## Direction A
In the shared video memory thread, reproduce the passage starting with "Yes. The pixels" and going on through "bandwidth is consumed.".
## Direction B
Check each statement against the shared video memory thread and answer yes or no, quoting the words that decide it: (i) Pixels on the screen are read out 60 to 75 times each second. (ii) The reply says the exact performance impact is easy to predict. (iii) The person asking found an explanation of shared memory online.
## Direction C
Pick up the shared video memory thread after its final sentence and keep writing.

## Page excerpt
----

Shared Video Memory and Memory Bandiwidth Issues?

Shared Video Memory and Memory Bandiwidth Issues? 37

Posted by Cliff on Tuesday January 06, 2004 @08:30AM from the it's-all-about-the-performance-baby! dept.

klystron2 asks: "Does shared video memory consume a huge amount of memory bandwidth? We all seem to know that a notebook computer with shared video/main memory will have performance drawbacks.... But what exactly are they? It's easy to see that the amount of main memory decreases a little bit, but that shouldn't make a big difference if you have 1GB of RAM. Does the video card trace through memory every time the screen is refreshed? Therefore consuming a ton of memory bandwidth? If this is the case then the higher the resolution and the higher the refresh rate, the lower the performance of the system, right? I have searched the Internet for an explanation on shared memory and have come up empty. Can anyone explain this?"

Shared Video Memory and Memory Bandiwidth Issues?

This discussion has been archived. No new comments can be posted.

Search 37 Comments Log In/Create an Account

Comments Filter:

Pixels are read from RAM everytime (Score:5, Informative)

by G4from128k ( 686170 ) writes: on Tuesday January 06, 2004 @09:04AM (#7890066)

Does the video card trace through memory every time the screen is refreshed? Therefore consuming a ton of memory bandwidth? If this is the case then the higher the resolution and the higher the refresh rate, the lower the performance of the system, right?

Yes. The pixels on the screen are read out every single frame time (i.e., 60 to 75 times each second). The DAC (Digital to Analog Convertor) must be fed the pixel data every time -- with video in main RAM, there is no other place to store this image data because the main memory is this buffer. The product of the frame rate, resolution, and color depth tells you how much bandwidth is consumed.

The exact performance impact is not easy to predict though. Where it gets tricky is with CPUs that have large L1, L2, and L3 caches. It is possible for the CPU to be running at 100% while the video is being read if the CPU is finding all the data and instructions in the cache. But if the CPU must access main RAM, then there will be competition.

----

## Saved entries

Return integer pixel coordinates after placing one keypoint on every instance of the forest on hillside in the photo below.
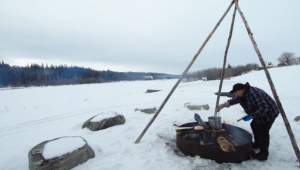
(41, 75)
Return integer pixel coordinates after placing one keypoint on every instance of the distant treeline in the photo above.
(215, 73)
(40, 75)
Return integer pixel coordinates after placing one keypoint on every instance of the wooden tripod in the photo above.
(287, 125)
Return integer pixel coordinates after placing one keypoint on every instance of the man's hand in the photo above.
(247, 118)
(221, 106)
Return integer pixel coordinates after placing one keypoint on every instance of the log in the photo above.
(225, 145)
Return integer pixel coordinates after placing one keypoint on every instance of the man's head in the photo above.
(238, 89)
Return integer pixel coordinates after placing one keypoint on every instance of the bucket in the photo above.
(215, 122)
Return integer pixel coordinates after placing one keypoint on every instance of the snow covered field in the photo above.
(32, 115)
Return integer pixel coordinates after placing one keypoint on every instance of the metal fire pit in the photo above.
(191, 144)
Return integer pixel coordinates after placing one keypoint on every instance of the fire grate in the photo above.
(205, 145)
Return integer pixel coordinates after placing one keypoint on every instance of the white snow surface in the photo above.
(62, 146)
(104, 115)
(29, 116)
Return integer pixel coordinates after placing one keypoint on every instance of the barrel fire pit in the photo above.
(205, 143)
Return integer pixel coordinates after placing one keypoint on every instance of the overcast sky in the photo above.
(144, 35)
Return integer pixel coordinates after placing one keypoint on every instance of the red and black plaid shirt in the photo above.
(258, 104)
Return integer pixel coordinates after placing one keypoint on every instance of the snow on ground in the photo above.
(32, 115)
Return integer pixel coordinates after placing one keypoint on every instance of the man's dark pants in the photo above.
(261, 135)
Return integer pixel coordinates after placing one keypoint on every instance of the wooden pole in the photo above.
(183, 74)
(225, 59)
(287, 125)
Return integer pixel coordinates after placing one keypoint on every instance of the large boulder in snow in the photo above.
(147, 110)
(196, 107)
(60, 153)
(104, 120)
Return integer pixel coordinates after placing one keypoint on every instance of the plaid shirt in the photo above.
(257, 104)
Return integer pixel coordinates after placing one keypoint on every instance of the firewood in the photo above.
(225, 145)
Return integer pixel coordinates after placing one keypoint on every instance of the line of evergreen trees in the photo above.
(40, 75)
(215, 73)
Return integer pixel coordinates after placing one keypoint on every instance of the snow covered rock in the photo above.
(104, 120)
(196, 107)
(148, 110)
(60, 153)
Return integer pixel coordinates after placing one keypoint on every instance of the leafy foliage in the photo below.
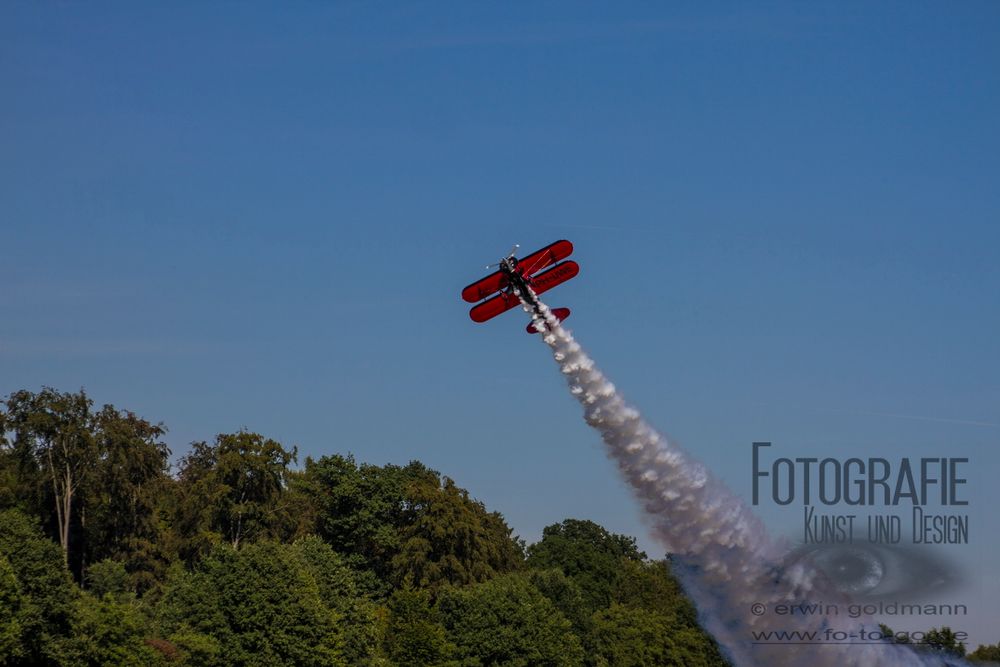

----

## Written response A
Yes. The pixels on the screen are read out every single frame time (i.e., 60 to 75 times each second). The DAC (Digital to Analog Convertor) must be fed the pixel data every time -- with video in main RAM, there is no other place to store this image data because the main memory is this buffer. The product of the frame rate, resolution, and color depth tells you how much bandwidth is consumed.

## Written response B
(i) Yes: "The pixels on the screen are read out every single frame time (i.e., 60 to 75 times each second)."
(ii) No: "The exact performance impact is not easy to predict though."
(iii) No: "I have searched the Internet for an explanation on shared memory and have come up empty."

## Written response C
Band*I*Width? (Score:5, Informative)

by shyster ( 245228 ) writes: <brackett@uflPOLLOCK.edu minus painter> on Tuesday January 06, 2004 @09:14AM (#7890119) Homepage

I know I always have band*i*width issues...
But seriously, you may want to take a look at this [tomshardware.com] Tom's Hardware article detailing the weaknesses of an integrated chip.
For those looking for the quick answer, I'll do my best to summarize. First off, since integrated graphics tend to be low cost solutions, transistor counts are nowhere near current add-in boards. From the article, Nvidia's FX5200 has 47 million transistors (FX5600=80 million and FX5900=130 million), while their onboard solution (equivalent to GeForce4 MX440) has only 27 million.
Then, there's the question of memory bandwidth. Dual channel DDR 400 has a peak of 6.4GB/s, which is shared, while an equivalent GeForce4 MX440 would have a dedicated 8GB/s.
Now, to your question. Does this consume a ton of bandwidth and affect performance? Well, that would all depend on what you're doing with it.
If you're running 3D games and the like, then both performance and bandwidth will be an issue and limit your framerates. Comparing the previous review and this [tomshardware.com] review of add in boards, shows about a 25% reduction in framerate (at 1024x768) between an add in GeForce4 MX440 and an NForce2 integrated chipset in UT2003, and an almost 40% reduction in 3DMark 2001. Since the machines were not identical, don't take the numbers as gospel, but they were similar enough to make a meaningful comparison IMHO.
That being said, for normal 2D work, bandwidth utilization is negligible and shouldn't seriously impact performance as shown by this [tomshardware.com] SysMark 2002 test. AFAIK, this doesn't take into account extremely intensive RAM->CPU loads, but I wouldn't expect results to vary significantly, since memory requirements for 2D work are relatively low.
Be warned though, that Tom's Hardware did note image quality issues with most of the integrated chips-which they theorized was the result oflow cost manafacturing, not a limit of the technology itself. This theory is bolstered by the fact that their low cost add in card (Radeon 9200) suffered the same problems.

'T'ain't nuthin' compared to a Sinclair ZX-81... (Score:5, Informative)

by leonbrooks ( 8043 ) writes: <SentByMSBlast-No ... .brooks.fdns.net> on Tuesday January 06, 2004 @09:21AM (#7890156) Homepage

...which had the Z80 CPU generating the video directly, leaving only interframe gaps for computing.

Since the greeblie had no interrupts and they were too lazy to quantise the BASIC interpreter so that they could run it in the interframe and still generate reasonably consistent sync pulses, the screen went away completely while programs ran. A modern monitor would go postal, faced with a constantly appearing/vanishing sync pulse train but TVs are kind of used to dealing with cruddy signals.

I think the Sinclair was branded a Timex in the UK.

Re:'T'ain't nuthin' compared to a Sinclair ZX-81.. (Score:3, Informative)

by Steve Cox ( 207680 ) writes: on Tuesday January 06, 2004 @09:35AM (#7890247)

> I think the Sinclair was branded a Timex in the UK.

No, Timex sold the Sinclair ZX81 in North America. Sinclair Research Ltd. sold the Sinclair ZX81 in the UK. The US variant was named the Timex Sinclair 1000.

The Timex 1000 was pratically identical to the ZX81, except for a few changes on the circuitboard and a whopping 2K of RAM instead of the 1K that the ZX81 had.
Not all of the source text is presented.